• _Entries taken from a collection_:

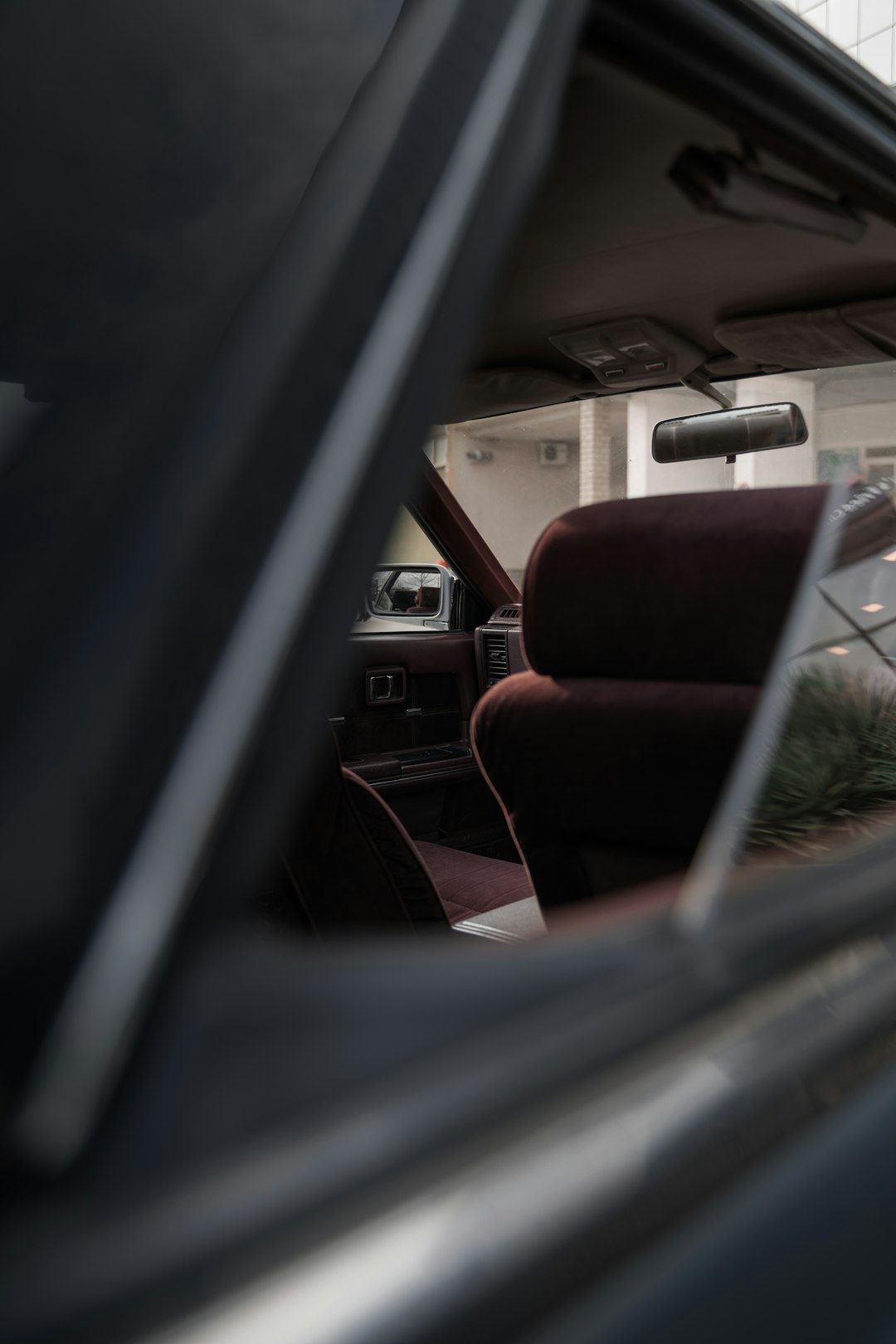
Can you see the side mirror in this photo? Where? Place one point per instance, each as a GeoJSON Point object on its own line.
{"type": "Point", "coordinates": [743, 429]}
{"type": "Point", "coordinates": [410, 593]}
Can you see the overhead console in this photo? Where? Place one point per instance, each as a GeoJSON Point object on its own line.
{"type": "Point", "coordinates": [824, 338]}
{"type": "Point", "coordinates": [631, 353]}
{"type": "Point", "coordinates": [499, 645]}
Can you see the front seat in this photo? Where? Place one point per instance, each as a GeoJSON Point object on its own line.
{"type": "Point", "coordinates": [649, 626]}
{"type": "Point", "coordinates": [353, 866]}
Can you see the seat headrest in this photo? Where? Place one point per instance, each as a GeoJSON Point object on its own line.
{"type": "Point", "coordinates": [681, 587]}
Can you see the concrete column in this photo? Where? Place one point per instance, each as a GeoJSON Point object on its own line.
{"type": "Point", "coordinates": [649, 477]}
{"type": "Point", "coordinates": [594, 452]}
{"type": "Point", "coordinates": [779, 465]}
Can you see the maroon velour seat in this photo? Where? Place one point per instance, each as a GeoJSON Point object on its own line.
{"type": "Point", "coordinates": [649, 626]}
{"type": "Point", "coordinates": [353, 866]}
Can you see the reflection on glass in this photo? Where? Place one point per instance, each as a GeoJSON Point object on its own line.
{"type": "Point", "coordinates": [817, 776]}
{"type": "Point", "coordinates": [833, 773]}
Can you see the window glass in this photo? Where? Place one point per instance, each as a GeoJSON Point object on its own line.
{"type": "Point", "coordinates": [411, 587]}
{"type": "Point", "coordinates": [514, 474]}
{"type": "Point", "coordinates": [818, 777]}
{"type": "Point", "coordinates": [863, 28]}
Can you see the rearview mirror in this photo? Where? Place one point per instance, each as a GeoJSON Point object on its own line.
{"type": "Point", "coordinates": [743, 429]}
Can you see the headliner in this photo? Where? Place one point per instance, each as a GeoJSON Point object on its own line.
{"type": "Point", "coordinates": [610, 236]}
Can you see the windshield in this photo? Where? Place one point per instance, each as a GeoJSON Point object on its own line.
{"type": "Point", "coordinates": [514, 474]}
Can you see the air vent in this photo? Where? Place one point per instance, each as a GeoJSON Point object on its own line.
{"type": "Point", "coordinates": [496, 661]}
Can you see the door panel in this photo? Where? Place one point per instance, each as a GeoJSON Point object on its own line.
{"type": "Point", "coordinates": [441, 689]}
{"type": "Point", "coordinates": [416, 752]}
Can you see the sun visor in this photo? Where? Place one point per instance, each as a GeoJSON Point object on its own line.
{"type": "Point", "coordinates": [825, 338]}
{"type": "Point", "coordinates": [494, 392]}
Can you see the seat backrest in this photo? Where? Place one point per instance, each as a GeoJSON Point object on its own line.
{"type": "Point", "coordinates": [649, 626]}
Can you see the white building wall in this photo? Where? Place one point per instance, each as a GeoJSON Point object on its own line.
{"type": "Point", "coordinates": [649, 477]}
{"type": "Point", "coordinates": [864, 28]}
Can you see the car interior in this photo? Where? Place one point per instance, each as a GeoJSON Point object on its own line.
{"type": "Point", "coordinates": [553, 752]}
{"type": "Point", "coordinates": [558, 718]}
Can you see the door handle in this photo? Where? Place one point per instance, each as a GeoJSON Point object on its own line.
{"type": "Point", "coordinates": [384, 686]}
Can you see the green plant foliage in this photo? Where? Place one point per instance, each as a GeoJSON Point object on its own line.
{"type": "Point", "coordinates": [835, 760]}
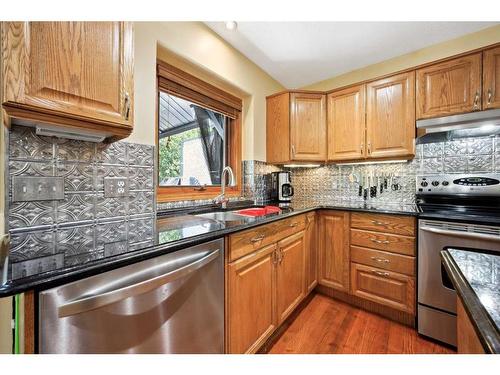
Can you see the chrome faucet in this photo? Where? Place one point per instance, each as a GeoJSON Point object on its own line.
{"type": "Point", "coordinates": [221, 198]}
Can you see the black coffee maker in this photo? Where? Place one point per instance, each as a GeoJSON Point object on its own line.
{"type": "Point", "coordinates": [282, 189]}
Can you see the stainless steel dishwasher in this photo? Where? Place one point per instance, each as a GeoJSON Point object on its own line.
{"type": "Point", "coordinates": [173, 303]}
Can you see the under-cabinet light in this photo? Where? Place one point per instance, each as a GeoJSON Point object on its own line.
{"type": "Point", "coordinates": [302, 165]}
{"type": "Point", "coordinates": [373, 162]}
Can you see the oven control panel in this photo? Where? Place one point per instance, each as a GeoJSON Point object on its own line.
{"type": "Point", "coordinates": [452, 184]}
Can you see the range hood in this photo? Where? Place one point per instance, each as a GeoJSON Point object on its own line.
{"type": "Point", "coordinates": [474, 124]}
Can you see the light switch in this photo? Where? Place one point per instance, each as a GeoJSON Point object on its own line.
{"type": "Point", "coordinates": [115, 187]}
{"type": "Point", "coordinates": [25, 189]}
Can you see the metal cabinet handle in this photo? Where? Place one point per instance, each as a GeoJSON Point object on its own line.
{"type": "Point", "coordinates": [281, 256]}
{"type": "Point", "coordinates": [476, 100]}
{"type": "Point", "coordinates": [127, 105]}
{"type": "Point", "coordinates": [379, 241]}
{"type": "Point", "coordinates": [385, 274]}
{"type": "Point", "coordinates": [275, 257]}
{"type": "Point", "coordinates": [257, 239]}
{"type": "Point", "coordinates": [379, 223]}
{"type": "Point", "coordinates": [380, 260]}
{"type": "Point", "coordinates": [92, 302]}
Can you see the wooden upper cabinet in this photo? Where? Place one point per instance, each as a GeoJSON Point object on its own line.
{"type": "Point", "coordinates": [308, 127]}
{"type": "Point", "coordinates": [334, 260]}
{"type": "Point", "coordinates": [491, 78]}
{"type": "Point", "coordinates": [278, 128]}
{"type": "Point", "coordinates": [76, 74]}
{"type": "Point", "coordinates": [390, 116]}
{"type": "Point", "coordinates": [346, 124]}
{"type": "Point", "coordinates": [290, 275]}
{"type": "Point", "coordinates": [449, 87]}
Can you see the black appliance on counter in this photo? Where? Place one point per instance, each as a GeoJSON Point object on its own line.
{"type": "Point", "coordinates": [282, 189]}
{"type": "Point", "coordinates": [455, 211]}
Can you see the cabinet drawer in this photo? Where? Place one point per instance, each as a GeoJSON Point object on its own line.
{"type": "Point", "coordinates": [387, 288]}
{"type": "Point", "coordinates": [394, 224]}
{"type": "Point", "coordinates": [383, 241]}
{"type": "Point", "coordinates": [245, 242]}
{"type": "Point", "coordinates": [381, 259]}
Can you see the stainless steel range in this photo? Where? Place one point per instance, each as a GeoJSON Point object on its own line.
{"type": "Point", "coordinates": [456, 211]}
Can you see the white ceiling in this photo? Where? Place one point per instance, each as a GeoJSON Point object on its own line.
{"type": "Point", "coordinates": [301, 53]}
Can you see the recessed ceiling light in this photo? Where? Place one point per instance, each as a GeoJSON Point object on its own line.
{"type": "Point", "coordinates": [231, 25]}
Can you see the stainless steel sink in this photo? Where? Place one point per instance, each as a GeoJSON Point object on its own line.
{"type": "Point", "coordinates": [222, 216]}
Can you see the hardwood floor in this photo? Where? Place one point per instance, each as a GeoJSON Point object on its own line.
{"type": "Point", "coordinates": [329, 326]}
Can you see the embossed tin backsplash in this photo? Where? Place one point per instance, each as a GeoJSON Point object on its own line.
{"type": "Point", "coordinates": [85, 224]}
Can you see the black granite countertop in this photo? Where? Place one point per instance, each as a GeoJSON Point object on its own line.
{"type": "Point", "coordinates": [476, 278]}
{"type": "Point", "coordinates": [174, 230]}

---

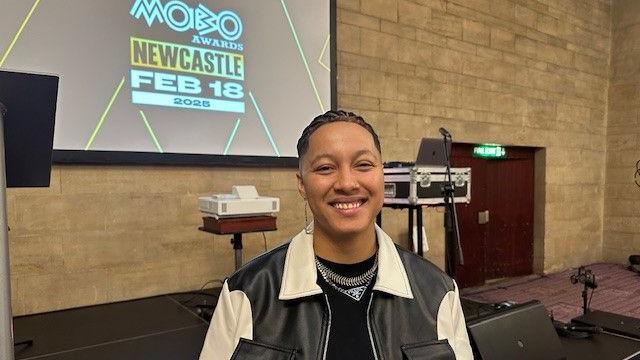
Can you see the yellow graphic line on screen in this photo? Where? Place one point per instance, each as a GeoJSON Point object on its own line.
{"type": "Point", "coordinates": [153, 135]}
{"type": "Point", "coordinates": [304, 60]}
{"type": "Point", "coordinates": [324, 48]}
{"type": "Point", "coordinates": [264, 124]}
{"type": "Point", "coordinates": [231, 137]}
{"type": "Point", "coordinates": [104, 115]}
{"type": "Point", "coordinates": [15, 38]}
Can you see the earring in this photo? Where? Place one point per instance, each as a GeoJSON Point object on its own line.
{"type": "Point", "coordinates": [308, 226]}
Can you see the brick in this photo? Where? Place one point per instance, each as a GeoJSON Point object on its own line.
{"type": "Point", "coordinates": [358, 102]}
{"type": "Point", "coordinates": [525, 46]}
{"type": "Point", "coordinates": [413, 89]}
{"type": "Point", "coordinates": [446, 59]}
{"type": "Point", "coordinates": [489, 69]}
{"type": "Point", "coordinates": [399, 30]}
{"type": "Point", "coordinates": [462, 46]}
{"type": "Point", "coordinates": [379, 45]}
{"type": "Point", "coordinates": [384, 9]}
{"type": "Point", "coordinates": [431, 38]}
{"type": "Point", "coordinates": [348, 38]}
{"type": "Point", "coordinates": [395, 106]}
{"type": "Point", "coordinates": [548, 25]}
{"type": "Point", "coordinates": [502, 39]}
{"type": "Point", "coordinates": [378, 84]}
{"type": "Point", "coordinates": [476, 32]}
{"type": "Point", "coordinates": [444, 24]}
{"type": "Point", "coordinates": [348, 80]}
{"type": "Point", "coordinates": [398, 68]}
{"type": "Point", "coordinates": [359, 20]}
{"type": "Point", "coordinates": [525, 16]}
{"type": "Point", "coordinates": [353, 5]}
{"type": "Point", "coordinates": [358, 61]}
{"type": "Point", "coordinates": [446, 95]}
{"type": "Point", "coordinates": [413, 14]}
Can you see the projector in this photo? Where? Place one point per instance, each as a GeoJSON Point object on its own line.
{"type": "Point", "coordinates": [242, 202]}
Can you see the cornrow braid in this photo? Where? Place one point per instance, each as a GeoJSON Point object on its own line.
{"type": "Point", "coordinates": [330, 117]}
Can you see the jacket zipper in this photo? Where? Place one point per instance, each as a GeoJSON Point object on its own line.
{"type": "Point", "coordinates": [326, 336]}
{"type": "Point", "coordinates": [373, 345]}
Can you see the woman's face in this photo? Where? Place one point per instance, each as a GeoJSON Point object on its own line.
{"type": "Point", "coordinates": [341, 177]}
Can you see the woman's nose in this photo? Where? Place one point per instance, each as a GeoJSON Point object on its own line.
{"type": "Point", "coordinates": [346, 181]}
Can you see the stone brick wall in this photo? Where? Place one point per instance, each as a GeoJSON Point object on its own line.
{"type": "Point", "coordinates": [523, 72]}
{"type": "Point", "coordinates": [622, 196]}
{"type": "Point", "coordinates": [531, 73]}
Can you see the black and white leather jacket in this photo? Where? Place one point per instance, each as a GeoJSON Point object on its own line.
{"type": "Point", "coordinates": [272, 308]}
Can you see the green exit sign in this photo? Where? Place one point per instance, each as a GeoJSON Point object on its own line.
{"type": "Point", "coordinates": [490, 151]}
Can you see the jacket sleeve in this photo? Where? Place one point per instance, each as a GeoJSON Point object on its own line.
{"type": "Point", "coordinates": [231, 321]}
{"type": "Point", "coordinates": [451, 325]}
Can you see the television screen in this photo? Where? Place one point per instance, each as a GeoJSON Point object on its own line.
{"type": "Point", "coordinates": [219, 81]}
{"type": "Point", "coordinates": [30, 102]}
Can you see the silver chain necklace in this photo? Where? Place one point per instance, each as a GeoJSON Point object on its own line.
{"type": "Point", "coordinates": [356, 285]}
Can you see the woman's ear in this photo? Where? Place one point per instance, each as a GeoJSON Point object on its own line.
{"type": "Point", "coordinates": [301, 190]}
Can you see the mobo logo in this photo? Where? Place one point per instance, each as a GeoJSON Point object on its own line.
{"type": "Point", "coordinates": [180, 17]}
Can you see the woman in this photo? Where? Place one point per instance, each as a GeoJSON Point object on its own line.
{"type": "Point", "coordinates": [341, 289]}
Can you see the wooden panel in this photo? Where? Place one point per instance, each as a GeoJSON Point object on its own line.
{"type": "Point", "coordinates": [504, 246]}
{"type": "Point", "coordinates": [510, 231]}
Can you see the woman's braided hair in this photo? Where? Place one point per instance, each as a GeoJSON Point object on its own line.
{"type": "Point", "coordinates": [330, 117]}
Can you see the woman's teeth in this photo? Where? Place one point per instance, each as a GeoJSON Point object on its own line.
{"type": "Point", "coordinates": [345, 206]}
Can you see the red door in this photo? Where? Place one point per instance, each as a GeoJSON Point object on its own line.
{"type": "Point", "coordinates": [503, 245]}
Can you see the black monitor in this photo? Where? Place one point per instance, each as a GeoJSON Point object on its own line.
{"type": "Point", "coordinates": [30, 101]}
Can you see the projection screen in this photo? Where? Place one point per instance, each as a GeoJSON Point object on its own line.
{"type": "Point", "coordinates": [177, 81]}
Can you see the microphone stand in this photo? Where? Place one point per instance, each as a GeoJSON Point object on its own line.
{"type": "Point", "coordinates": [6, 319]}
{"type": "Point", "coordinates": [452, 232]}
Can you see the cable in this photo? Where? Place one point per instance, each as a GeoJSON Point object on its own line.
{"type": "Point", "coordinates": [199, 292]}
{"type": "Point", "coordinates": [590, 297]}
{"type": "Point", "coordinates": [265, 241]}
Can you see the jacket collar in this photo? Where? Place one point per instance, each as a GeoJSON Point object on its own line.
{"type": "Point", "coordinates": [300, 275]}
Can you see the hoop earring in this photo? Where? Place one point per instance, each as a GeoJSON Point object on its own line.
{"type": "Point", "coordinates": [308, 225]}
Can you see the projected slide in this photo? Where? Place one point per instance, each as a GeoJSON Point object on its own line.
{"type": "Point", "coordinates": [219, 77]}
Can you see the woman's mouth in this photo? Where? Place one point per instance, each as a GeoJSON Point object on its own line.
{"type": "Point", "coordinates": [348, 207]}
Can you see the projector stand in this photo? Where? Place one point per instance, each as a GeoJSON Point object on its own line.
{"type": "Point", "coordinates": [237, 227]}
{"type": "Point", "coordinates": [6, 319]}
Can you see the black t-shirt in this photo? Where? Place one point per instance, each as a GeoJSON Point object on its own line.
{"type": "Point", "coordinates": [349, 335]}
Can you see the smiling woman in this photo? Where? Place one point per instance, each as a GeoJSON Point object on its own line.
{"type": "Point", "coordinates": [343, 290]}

* * *

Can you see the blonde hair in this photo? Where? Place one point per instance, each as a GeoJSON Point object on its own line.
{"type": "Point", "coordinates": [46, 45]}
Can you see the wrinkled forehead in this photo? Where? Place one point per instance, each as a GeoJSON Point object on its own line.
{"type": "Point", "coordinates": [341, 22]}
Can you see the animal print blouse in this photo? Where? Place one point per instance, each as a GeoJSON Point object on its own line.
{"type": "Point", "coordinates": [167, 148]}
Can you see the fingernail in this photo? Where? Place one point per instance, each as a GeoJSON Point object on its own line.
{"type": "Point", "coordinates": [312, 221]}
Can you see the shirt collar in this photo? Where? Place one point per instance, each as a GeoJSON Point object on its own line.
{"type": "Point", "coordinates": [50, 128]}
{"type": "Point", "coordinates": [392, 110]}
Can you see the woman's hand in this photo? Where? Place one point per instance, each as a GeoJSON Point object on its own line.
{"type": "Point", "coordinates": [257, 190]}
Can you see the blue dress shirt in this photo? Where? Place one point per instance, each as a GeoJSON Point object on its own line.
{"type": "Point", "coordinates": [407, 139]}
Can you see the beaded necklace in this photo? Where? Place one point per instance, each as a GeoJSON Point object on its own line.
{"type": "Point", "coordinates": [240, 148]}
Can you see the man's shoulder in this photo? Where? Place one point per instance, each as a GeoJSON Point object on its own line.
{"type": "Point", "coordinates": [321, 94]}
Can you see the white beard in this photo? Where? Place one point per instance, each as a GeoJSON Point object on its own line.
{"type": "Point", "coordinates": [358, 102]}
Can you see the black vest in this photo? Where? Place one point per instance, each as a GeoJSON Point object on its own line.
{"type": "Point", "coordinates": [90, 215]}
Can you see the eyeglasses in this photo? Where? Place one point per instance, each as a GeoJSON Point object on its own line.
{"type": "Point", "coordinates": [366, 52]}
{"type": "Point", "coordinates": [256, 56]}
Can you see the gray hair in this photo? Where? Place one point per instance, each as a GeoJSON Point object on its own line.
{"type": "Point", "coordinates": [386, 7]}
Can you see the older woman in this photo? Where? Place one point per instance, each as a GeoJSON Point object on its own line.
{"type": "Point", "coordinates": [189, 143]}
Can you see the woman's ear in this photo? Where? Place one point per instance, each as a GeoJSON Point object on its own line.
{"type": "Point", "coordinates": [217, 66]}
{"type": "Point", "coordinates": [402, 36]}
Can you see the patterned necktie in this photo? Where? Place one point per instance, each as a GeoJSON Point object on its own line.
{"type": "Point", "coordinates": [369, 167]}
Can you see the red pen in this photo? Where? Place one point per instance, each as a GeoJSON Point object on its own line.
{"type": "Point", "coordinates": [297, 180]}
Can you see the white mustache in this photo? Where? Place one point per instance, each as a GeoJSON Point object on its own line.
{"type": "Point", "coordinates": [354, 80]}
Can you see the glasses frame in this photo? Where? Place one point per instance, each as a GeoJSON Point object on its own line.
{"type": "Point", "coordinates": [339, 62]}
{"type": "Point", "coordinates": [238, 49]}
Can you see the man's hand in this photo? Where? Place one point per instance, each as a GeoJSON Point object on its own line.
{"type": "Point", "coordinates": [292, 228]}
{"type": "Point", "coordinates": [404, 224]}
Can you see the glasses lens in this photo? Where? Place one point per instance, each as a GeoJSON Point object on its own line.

• _Work instructions_: Transcribe the lines above between the line holding "Can you see the man's hand" and the line holding "Can you see the glasses lens", inclusive, exactly as they stand and with nothing added.

• _Solved problem_:
Can you see the man's hand in this photo? Where? Place one point per instance, each as a GeoJSON Point object on its own line.
{"type": "Point", "coordinates": [292, 228]}
{"type": "Point", "coordinates": [404, 224]}
Can you see the glasses lens in this photo? Where? Place one point per instance, each as a GeoJSON Point object on its own line.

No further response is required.